# Document section

Segment Open

Problem Statement:

There are n piles of coins on a table. Each pile consists of a positive number of coins of assorted denominations.

In one move, you can choose any coin on top of any pile, remove it, and add it to your wallet.

Given a list piles, where piles[i] is a list of integers denoting the composition of the i^th pile from top to bottom, and a positive integer k, return the maximum total value of coins you can have in your wallet if you choose exactly k coins optimally.

Example 1:

Input: piles = [[1,100,3],[7,8,9]], k = 2
Output: 101
Explanation:
The above diagram shows the different ways we can choose k coins.
The maximum total we can obtain is 101.

Example 2:

Input: piles = [[100],[100],[100],[100],[100],[100],[1,1,1,1,1,1,700]], k = 7
Output: 706
Explanation:
The maximum total can be obtained if we choose all coins from the last pile.

Constraints:

n == piles.length
1 <= n <= 1000
1 <= piles[i][j] <= 10⁵
1 <= k <= sum(piles[i].length) <= 2000

Solution:

We define dp[i][j] as the the answer considering 1st i piles for at most j coins. Hence final answer is dp[n][k]. In base case we consider i=0 ie considering zero piles. This row will be just zeroes. Similarly for j=0 column also, it will be all zeroes.

Consider any general dp[i][j].

We can take 0 coins from ith pile and all the j coins from the first i-1 piles. The value for this situation is dp[i-1][j] + 0.

Segment Closed

# Source material
Segment Open

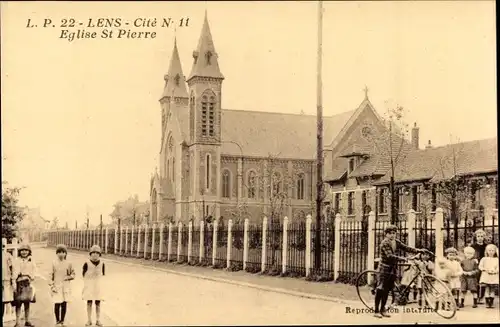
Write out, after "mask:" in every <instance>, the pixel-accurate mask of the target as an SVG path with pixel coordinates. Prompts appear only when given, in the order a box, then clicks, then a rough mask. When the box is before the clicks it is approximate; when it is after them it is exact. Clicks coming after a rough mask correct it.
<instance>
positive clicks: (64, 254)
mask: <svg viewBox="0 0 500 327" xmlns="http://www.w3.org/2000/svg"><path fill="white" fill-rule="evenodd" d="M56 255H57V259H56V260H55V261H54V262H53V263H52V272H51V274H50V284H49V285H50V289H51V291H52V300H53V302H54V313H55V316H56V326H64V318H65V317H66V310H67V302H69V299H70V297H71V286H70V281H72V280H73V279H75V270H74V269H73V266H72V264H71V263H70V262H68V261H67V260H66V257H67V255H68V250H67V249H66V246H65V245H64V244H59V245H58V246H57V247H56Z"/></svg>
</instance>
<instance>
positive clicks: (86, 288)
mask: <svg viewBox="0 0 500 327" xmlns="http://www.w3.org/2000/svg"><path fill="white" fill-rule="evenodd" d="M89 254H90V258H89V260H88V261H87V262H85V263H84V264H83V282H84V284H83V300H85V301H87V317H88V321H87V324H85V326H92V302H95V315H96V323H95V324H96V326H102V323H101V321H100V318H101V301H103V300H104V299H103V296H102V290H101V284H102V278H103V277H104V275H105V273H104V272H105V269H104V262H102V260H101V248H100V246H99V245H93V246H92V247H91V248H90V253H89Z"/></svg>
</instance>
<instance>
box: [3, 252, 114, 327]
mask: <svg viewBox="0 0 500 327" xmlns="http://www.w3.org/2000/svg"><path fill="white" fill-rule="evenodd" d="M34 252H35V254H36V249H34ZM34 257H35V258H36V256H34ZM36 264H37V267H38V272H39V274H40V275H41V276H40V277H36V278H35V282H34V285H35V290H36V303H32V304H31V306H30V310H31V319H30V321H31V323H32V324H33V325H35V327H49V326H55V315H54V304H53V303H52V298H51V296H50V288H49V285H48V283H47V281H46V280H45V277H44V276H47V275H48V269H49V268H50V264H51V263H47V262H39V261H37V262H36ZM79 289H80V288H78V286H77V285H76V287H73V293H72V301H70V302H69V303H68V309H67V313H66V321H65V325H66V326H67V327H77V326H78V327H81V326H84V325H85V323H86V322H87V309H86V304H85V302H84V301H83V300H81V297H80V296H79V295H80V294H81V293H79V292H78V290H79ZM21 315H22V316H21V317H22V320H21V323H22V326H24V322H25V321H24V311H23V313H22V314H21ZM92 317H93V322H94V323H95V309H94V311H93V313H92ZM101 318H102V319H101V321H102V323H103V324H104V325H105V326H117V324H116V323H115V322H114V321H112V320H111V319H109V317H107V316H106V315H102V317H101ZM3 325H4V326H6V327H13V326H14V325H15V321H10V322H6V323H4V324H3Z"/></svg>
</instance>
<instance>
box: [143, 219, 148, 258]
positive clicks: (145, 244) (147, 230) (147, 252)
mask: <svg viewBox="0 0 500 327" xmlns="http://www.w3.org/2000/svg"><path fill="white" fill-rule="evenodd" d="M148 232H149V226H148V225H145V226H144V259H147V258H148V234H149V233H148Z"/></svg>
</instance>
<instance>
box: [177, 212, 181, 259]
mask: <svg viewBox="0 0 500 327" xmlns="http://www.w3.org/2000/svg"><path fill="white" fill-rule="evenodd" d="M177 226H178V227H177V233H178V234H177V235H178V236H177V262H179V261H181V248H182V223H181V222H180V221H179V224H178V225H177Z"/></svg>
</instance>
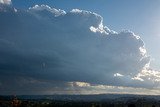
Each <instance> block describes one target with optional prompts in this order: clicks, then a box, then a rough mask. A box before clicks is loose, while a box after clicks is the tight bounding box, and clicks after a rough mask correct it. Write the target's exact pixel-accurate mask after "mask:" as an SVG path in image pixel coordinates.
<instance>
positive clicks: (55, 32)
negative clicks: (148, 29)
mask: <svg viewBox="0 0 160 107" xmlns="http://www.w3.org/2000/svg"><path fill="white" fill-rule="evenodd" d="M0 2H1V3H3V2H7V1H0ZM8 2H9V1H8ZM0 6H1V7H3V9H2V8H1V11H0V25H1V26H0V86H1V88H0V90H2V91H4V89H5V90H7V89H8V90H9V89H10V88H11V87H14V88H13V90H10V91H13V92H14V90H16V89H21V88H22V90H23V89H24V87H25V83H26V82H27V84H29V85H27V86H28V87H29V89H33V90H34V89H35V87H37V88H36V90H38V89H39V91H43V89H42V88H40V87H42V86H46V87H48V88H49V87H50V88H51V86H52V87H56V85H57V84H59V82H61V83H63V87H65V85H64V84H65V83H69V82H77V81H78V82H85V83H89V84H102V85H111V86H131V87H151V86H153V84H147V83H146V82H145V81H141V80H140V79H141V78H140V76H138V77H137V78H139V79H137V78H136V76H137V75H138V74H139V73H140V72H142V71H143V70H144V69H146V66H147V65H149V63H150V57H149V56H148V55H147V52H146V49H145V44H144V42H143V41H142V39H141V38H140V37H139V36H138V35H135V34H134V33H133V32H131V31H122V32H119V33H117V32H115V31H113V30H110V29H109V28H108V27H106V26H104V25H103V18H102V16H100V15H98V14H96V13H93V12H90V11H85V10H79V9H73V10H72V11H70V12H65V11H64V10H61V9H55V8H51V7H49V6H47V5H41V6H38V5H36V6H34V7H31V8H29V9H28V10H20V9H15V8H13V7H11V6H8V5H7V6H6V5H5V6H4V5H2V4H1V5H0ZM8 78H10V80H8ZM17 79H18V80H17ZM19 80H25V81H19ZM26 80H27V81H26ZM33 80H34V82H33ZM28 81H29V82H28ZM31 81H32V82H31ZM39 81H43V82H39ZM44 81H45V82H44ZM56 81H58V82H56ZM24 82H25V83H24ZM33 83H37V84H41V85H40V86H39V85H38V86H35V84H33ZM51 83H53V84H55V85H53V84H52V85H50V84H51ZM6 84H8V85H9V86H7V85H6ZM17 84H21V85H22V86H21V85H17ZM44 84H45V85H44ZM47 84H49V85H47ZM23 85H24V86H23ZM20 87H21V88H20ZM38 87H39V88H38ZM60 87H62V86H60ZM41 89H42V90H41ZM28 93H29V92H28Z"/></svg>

Segment Closed

# Tasks to perform
1. How would you say this sentence from the coin piles problem, placed above the records, in Spanish: "In one move, you can choose any coin on top of any pile, remove it, and add it to your wallet."
2. Can you pick up the coin piles solution where it stops, after its last sentence, and carry the explanation forward?

# Expected responses
1. En un movimiento, puedes elegir cualquier moneda que esté en la parte superior de cualquier pila, retirarla y añadirla a tu billetera.

2.
We can also take 3 coins from ith pile (assume valid) and j-3 coins from the first i-1 piles. The value for this situation is dp[i-1][j-3] + piles[i-1][0]+piles[i-1][1]+piles[i-1][2].

Similarly we can have other possiblities as well. dp[i][j] is the maximum of all these possibilities.

We define cur as the number of coins we take from the current pile and curSum as the sum of values of these cur coins.

 
int maxValueOfCoins(vector<vector<int>>& piles, int k) 
{
    int n = piles.size();
    vector<vector<int>> dp(n+1, vector<int>(k+1, 0));
    for (int i=1; i<=n; i++)
    {
        for (int j=0; j<=k; j++)
        {
            dp[i][j] = dp[i-1][j]; // cur=0
            int curSum = 0;
            for (int cur=1; cur<=min((int)piles[i-1].size(),j); cur++)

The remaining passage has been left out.